EXERCISE INSTRUCTIONS:
• a. According to the comfort women article, in what year did the Dutch trials for forced prostitution take place?
• b. Summarize the comfort women article in two sentences.
• c. Write the next paragraph of the comfort women article, continuing after its last sentence.

DOCUMENT EXTRACT:
SEOUL — From time to time, the media reports the stories of young women and girls abducted or deceived into sexual slavery for the Japanese Army. They went wherever the Japanese Army went, even to the front lines, during World War II. They were inhumanly forced to have sex with from 20 to 100 soldiers a day. Japanese soldiers treated them like public toilets. Those Korean women, victims of horrific atrocities, have been referred to as the comfort women. Many were killed. Some who survived have borne both physical and psychological scars for the rest of their lives. As of June this year, 144 comfort women were confirmed to be living in this country.
Why were those responsible for this atrocity not prosecuted after the war? Shamefully, it was not uncommon for reigning monarchs of the Choson Kingdom of Korea (1392-1910) to solicit the favor of Ming Chinese emperors by sending certain numbers of virgins to China as a compulsory requirement. The comfort system appeared during a time when the world’s organization regarded prostitution as a natural by-product of military movements. The Roman Empire made use of a similar system for its armies. The Spanish brought more than 1,000 prostitutes with them when they invaded the Netherlands in the 16th Century. The British military placed a register for prostitutes in India, providing compulsory medical examinations and toiletries. During World War II, the German Army installed military brothels in occupied territories.
Sexism and racism might have also affected the Allies’ decision not to prosecute those responsible for the atrocity. For example, when the Allies returned to Dutch Indonesia, the Dutch discovered that the Japanese occupying Batavia, now known as Jakarta, had forced approximately 50 interned Dutch women and 100 local women into prostitution. The Dutch tried Japanese officers and agents for the forced prostitution of the Dutch women, but not of the local women. The Dutch trials, which had taken place in 1948, were not common knowledge until 1992, when the Hague released the records to the public with the condition that names of the Dutch victims would remain sealed until 2025. No other Allied force is known to have considered forced prostitution as a war crime.

RECORD EXCERPTS:
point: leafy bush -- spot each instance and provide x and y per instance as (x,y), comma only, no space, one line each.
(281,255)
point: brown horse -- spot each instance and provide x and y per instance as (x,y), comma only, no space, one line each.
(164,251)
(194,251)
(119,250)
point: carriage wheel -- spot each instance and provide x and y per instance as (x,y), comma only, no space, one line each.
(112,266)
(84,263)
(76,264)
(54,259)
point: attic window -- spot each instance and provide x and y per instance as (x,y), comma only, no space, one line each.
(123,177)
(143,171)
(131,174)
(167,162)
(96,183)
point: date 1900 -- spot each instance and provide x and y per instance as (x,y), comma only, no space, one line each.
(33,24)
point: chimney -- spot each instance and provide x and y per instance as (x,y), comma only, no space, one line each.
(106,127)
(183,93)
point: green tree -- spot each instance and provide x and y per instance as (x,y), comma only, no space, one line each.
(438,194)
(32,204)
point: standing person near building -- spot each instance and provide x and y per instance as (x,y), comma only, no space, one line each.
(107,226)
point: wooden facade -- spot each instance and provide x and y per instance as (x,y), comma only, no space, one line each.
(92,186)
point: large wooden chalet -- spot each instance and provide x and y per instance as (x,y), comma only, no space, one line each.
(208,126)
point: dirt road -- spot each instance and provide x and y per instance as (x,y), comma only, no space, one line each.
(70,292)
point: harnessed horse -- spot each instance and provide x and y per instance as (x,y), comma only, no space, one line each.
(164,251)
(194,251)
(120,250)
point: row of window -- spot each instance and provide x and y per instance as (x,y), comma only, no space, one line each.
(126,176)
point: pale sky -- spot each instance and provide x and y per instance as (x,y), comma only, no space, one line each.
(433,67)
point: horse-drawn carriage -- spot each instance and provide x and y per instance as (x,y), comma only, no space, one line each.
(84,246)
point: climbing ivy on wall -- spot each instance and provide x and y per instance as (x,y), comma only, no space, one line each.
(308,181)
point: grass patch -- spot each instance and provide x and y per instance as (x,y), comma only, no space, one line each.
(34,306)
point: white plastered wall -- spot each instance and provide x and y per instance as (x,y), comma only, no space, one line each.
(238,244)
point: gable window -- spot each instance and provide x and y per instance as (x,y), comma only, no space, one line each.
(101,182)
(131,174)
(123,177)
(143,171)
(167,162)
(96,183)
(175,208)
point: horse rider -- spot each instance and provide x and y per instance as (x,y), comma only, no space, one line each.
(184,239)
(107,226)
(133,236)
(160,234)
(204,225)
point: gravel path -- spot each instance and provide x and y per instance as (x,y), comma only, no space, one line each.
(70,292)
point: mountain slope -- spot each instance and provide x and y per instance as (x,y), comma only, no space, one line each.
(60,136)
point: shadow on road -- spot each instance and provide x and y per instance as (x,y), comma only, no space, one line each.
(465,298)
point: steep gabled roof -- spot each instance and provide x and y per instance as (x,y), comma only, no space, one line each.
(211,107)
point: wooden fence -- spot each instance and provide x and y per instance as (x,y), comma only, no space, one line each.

---

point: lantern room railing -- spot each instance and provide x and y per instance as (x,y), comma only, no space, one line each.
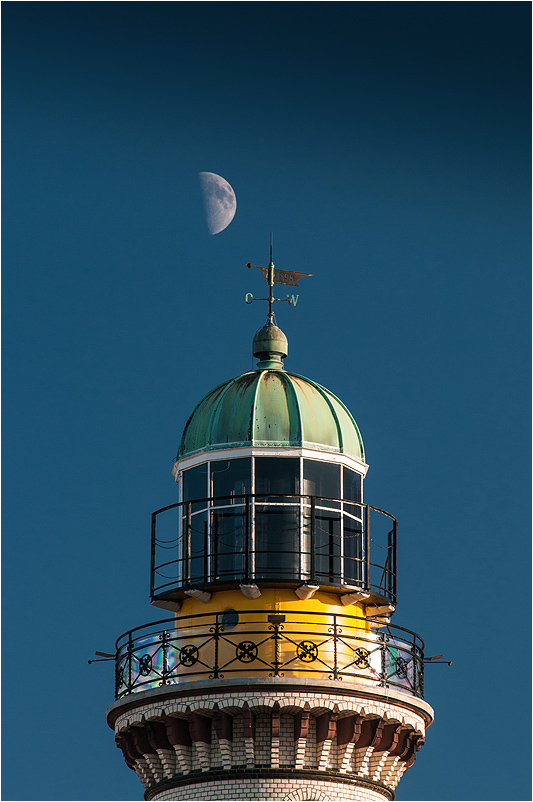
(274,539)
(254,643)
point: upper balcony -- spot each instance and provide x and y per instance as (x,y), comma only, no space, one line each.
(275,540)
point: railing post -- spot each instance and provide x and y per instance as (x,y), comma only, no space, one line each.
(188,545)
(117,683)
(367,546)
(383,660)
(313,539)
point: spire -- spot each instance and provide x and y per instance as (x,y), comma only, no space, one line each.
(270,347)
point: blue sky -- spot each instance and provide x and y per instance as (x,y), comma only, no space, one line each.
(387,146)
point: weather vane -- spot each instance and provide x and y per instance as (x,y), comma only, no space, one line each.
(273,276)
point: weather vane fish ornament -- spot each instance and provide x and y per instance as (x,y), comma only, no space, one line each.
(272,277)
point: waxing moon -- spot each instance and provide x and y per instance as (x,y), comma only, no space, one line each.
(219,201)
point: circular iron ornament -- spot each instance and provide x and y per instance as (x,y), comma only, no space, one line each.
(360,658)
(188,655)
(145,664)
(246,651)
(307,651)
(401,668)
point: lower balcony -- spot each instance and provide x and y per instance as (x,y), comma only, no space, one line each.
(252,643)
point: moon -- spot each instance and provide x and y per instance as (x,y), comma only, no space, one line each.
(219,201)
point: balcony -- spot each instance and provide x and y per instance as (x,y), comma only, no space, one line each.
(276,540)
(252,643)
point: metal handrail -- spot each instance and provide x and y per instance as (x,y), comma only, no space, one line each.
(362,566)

REPLIES:
• a. 1948

• b. The comfort women article describes Korean women and girls who were abducted or deceived into sexual slavery for the Japanese Army during World War II; many were killed, and survivors bore lasting physical and psychological scars. It asks why those responsible were not prosecuted, pointing to a long history of armies treating prostitution as a by-product of military movements and suggesting that sexism and racism among the Allies may have played a part, since the Dutch tried the forced prostitution of Dutch women in Batavia but not of local women.

• c.
Why has it taken so long for the women to make themselves available, even for some sort of restitution? On a personal level, chastity was always revered in Asian countries. The loss of virginity meant a life of ostracism with little chance of marriage. The attitude in turn led to poverty, because in most Asian countries, a woman’s major or sole source of support came from her husband. One woman, X, had begun the process of becoming a nun before the war. During the war, she was one of the Dutch women forced into prostitution. Although she did not testify at the war crimes trial, she told the Catholic church of her ordeal. As a result, the Catholic church declared her unacceptable as a nun. Indeed, most of the victims seem to have concealed the crimes committed against them.
After World War II, while Japan was recovering economically, war broke out between South Korea and North Korea, with China intervening on behalf of the North and a UN-organized force intervening for the South. Korea and Japan did not finalize a treaty of settlement for Korea’s claims until 1965. Because of the devastation in the Pacific during World War II and the Korean War, the documentation of claims was then almost impossible. Without U.S. involvement, Japan continued to show reluctance to apologizing, presumably on the grounds that no status of war between colonial Korea and imperial Japan ever existed. Korea, like other Asian countries, agreed to accept economic grants as settlements for all claims.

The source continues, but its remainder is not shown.